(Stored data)
^^^^^^^^^^^^^^^^
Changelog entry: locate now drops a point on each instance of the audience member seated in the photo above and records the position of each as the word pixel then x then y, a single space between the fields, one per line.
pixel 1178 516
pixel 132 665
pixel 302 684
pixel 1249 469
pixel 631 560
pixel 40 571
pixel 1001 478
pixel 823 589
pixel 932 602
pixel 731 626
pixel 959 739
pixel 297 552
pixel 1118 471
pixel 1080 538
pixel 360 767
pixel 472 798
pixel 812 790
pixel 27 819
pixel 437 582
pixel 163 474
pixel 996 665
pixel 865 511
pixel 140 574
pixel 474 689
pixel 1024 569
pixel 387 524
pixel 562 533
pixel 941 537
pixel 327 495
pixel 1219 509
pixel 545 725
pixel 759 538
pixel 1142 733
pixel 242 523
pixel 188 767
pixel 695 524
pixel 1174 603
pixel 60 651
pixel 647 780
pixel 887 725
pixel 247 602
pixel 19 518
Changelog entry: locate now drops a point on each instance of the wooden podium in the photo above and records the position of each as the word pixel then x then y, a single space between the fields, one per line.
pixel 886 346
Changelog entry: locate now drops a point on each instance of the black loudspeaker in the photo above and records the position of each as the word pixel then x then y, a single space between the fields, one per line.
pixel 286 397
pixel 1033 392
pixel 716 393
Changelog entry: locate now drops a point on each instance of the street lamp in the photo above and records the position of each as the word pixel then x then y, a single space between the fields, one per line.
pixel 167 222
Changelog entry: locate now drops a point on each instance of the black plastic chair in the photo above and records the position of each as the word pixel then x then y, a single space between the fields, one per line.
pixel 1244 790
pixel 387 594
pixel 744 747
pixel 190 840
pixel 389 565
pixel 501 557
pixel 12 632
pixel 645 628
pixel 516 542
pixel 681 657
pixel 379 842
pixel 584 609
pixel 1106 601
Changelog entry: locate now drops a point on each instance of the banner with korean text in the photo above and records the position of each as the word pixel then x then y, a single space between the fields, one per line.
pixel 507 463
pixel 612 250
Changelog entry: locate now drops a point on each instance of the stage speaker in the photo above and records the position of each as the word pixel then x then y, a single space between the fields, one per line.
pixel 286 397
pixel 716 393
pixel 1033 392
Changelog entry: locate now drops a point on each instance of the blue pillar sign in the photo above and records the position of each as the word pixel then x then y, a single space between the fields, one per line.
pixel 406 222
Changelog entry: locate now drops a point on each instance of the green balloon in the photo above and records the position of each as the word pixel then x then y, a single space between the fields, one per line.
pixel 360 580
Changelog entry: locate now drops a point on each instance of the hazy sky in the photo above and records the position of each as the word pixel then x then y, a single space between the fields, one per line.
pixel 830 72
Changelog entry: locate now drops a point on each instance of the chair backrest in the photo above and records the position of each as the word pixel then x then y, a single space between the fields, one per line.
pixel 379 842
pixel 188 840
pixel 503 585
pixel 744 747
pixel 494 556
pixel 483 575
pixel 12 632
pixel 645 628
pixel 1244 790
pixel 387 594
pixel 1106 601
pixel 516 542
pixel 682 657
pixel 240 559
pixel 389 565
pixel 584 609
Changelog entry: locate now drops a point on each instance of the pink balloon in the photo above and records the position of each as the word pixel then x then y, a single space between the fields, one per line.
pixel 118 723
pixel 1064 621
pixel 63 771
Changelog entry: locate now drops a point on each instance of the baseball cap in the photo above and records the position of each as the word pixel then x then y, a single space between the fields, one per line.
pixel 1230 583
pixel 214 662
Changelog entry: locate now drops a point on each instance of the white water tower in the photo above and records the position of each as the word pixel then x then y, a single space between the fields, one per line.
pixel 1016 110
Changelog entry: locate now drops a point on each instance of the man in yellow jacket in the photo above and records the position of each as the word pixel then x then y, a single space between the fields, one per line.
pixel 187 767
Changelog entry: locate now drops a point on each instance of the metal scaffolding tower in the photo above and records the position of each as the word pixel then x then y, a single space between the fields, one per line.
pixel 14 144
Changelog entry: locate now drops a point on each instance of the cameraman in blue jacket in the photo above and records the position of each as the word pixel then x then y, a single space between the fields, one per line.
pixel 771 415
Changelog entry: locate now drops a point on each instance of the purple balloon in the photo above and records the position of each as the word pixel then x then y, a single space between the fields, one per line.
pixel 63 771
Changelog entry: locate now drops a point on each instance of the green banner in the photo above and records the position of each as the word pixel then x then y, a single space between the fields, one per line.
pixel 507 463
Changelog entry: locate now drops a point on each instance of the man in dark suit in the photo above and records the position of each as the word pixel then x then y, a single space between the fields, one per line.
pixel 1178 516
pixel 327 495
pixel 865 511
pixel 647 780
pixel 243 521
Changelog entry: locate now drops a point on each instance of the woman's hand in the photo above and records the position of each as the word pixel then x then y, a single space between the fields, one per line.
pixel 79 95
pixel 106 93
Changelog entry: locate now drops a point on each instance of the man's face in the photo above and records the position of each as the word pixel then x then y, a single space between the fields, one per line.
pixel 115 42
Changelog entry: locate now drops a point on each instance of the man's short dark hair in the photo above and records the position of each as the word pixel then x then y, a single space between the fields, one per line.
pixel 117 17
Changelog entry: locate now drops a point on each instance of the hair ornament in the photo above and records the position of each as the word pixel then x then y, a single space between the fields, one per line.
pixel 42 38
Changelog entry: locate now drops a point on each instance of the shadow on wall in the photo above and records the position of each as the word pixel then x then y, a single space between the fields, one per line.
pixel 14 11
^^^^^^^^^^^^^^^^
▶ _What you have to do_: Each line must be given again exactly as written above.

▶ _Answer to this exercise_:
Changelog entry: locate now drops a point on each instance of the audience member seated in the photo above and records the position of each as the word pixel then x then y, a single space between the fields, one per line.
pixel 1178 516
pixel 132 665
pixel 302 684
pixel 1249 469
pixel 631 560
pixel 40 571
pixel 1001 478
pixel 823 589
pixel 932 602
pixel 731 626
pixel 959 739
pixel 297 552
pixel 1118 471
pixel 1080 538
pixel 360 767
pixel 472 798
pixel 812 790
pixel 27 819
pixel 437 582
pixel 163 474
pixel 996 665
pixel 865 511
pixel 140 574
pixel 474 689
pixel 1024 569
pixel 387 524
pixel 562 533
pixel 941 537
pixel 327 495
pixel 1219 509
pixel 545 725
pixel 759 538
pixel 1142 733
pixel 242 523
pixel 188 767
pixel 695 524
pixel 1174 603
pixel 60 651
pixel 647 780
pixel 887 725
pixel 247 602
pixel 19 518
Changelog entry: locate now drops a point on each instance of the wooden podium in the photo above and records the position of each as the word pixel then x then y, a single space between the fields, one per line.
pixel 886 346
Changelog entry: locate now drops a point on each instance of the black loudspeaker in the photo above and records the position of each as the word pixel then x then y, a single space between the fields, one per line.
pixel 286 397
pixel 1033 392
pixel 716 393
Changelog entry: locate now drops a point on each instance of the street lamp in the photo above and records the position of each as the word pixel then x then y, a single space between the fields, one per line.
pixel 167 222
Changelog entry: locate now drops a point on each instance of the black plastic chair in the photo above and records the position of each as the word pixel then x then y, a single space between the fields, one per line.
pixel 1244 790
pixel 387 594
pixel 744 747
pixel 190 840
pixel 389 565
pixel 501 557
pixel 12 632
pixel 645 628
pixel 516 542
pixel 681 657
pixel 379 842
pixel 584 609
pixel 1106 601
Changelog entry: locate now drops a point on each instance of the banner with korean text in the photo above and records the position of each as the word pixel then x then y, a single space between the fields, one per line.
pixel 507 463
pixel 612 250
Changelog entry: locate now drops a point on each instance of the stage speaker in the photo above and records the position of each as the word pixel then x then y, a single space between the fields, one per line.
pixel 286 397
pixel 716 393
pixel 1033 392
Changelog entry: locate now drops a point on each instance of the blue pillar sign in the photo above and records the position of each as the word pixel then x then y, a single space between the fields, one per line.
pixel 406 222
Changelog entry: locate now drops a point on each instance of the green balloon in the photo above and records the position of each as the word pixel then x then y, a single space between the fields, one per line.
pixel 360 580
Changelog entry: locate now drops a point on each instance of the hazy sky in the photo above and records the position of each as the word pixel then x then y, a single space between the fields, one per line.
pixel 830 72
Changelog entry: locate now drops a point on each instance of the chair backrest in the photo above and records the position of each as the word pixel then x then y, a single space between the fields, one per line.
pixel 379 842
pixel 188 840
pixel 503 585
pixel 744 747
pixel 494 556
pixel 483 575
pixel 12 632
pixel 645 628
pixel 1244 790
pixel 387 594
pixel 1106 601
pixel 516 542
pixel 682 657
pixel 240 559
pixel 389 565
pixel 584 609
Changelog entry: locate now drops a point on each instance of the pink balloon in the photo above and records the position of each as the word pixel then x then y, a single space between the fields, one per line.
pixel 118 723
pixel 1064 621
pixel 63 771
Changelog entry: locate now drops a point on each instance of the baseball cap in the photo above and records the position of each as the word pixel then x then y, a single space between the fields, one per line.
pixel 1230 583
pixel 214 662
Changelog entry: locate now drops a point on each instance of the white water tower in the photo above and records the position of each as the word pixel then x then y, a single space between the fields, one per line.
pixel 1016 110
Changelog entry: locate now drops a point on each instance of the man in yellow jacket in the photo above and records the position of each as the word pixel then x then y, a single space between the fields, one per line.
pixel 187 767
Changelog entry: locate now drops a point on each instance of the metal scaffolding tower in the photo above and records the position of each as the word pixel then x then y, a single space between the fields, one per line.
pixel 14 144
Changelog entry: locate now drops a point on each instance of the cameraman in blue jacket in the photo above and records the position of each as the word pixel then x then y, a single space between the fields, one per line.
pixel 771 415
Changelog entry: locate now drops a point on each instance of the purple balloon in the photo above and records the position of each as the word pixel then x then y, a single space between the fields, one per line.
pixel 63 771
Changelog entry: locate now drops a point on each instance of the green banner in the photo above and records the position of each as the word pixel then x then y, a single space between the fields, one per line.
pixel 507 463
Changelog entry: locate now drops a point on each instance of the man in dark suit in the photo above and records the position of each as the word pixel then x then y, a single space between the fields, one per line.
pixel 1178 516
pixel 327 495
pixel 865 511
pixel 647 780
pixel 243 521
Changelog entry: locate now drops a point on each instance of the woman's hand in the photo above and records the position of each as the word pixel then x then y, a single space between the fields, one per line.
pixel 79 95
pixel 106 93
Changelog entry: locate now drops a point on each instance of the man's face in the photo above and records the position of each as the word pixel then x then y, a single space between the fields, one per line.
pixel 115 42
Changelog entry: locate now drops a point on each instance of the man's short dark hair in the photo above and records the position of each as the word pixel then x then y, a single space between the fields, one per line.
pixel 117 17
Changelog entry: locate now drops a point on each instance of the hair ornament in the photo above and records the position of each as the word pixel then x then y, a single space between the fields, one per line.
pixel 42 38
Changelog entry: locate now drops a point on each instance of the shadow on wall in the photo above and records the position of each as the word pixel then x then y, a single space between the fields, one per line.
pixel 14 11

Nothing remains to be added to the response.